(Dataset records)
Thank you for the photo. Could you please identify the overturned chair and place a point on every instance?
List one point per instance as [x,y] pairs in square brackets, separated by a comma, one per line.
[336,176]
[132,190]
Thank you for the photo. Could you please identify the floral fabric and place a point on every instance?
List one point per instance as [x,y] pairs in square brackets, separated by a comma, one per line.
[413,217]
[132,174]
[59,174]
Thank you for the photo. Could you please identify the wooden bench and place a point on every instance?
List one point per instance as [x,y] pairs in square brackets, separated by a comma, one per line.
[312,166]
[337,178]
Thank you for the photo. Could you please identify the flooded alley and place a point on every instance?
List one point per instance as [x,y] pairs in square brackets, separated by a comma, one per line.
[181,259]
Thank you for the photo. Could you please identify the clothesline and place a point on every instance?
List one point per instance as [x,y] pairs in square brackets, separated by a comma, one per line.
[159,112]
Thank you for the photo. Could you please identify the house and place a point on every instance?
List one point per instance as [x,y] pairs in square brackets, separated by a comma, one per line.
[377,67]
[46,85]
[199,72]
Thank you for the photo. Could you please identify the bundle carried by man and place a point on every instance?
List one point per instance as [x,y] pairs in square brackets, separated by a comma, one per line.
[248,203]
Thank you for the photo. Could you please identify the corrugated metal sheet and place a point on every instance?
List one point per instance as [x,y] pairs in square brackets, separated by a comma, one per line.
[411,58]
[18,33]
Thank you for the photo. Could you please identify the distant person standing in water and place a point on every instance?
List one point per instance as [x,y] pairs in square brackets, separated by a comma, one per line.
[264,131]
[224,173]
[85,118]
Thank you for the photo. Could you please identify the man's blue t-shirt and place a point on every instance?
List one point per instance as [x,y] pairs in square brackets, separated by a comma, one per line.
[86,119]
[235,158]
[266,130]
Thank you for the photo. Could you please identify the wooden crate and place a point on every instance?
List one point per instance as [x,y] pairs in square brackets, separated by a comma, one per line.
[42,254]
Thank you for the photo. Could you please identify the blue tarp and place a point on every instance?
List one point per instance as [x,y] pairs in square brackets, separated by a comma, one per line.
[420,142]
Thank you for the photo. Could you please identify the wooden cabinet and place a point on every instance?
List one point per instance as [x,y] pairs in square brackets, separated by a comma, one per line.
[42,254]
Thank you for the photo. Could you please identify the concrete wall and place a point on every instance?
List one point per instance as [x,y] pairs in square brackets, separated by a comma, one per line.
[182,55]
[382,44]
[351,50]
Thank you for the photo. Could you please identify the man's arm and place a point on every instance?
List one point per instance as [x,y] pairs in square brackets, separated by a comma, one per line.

_EXERCISE AIM_:
Return all the data exactly as given.

_TASK OUTPUT_:
Thank you for the photo. Could you please identify the overturned chair and place a point on every instance?
List one point per instance as [x,y] pairs in square brackets, separated by a comma, one per line.
[336,176]
[132,190]
Thank you for the photo. Could you please identify the floral fabric and place a point on every instance?
List one point per instance as [x,y] pairs in square brackets, separated by a comma, one per line.
[413,217]
[132,174]
[59,174]
Thank you for the photo. Could you please identify the wooden bench and place a point on every instance?
List one point per instance as [x,y] pairs in square brackets, separated by a comma, one per line.
[312,166]
[337,178]
Thank you for the photo. Could you please identify the flooded alley and place a point on every instance?
List one point per instance as [x,y] pairs in square brackets, separated by a comma, one per line.
[181,259]
Thank you for the photo. Could you please identify the clothesline and place a point on every instance?
List one point per instance as [x,y] pairs in square brackets, separated by a comma, one per line.
[159,112]
Thank you for the photo. Could you please identify the house and place a point on every instance?
List one point per instance as [x,y] pairs in square brackets, separated by a comma, one per line.
[377,67]
[46,85]
[199,72]
Thank you for the photo. Could you please identify the bundle carried by man and place a point on every instance?
List one point per instance as [x,y] pairs in square brackets, separated by a comma, one per line.
[248,203]
Thank you for the photo. Could you please identify the corrugated metal sheet and place a point on every instance?
List one point per instance as [x,y] pairs in square brackets, separated by a comma, one per line.
[411,58]
[18,33]
Thank you for the photo. Could you please identify the distant person standing in water and place a point on every instance?
List one point per instance as [x,y] pairs in square brackets, separated by a comma, one per line.
[264,131]
[224,173]
[85,118]
Thank you for the photo. Could you please identify the man's blue t-shirt and place a point on every instance?
List one point per instance as [x,y] pairs in square brackets, separated by a comma, one per line.
[86,119]
[235,158]
[266,130]
Thank you for the photo. Could you please identify the wooden crate and place a point on every instance?
List one point per instance as [x,y] pairs in square brackets, separated by a comma, one per line.
[42,254]
Thank you for the photo. Could you please identify the blue tarp and place a point on every instance?
List one point per instance as [x,y] pairs in square brackets, separated by a comma, one per line.
[420,142]
Thank you for the photo. Could you please identify the wooden cabinet and place a point on every instance?
List one point per instance as [x,y] pairs in square brackets, separated by a comma, one per line.
[42,254]
Thank you for the photo. Could you please identify the concrete wall and place a point on every instance?
List one point per instance as [x,y] pairs in square brackets, separated by a comma, one per line.
[182,55]
[382,44]
[351,50]
Thank you for the photo. Could you please identify the man's arm and place a point on every instance?
List one point per instance as [x,y] pairs in square brackets, separated by a comma, one per line.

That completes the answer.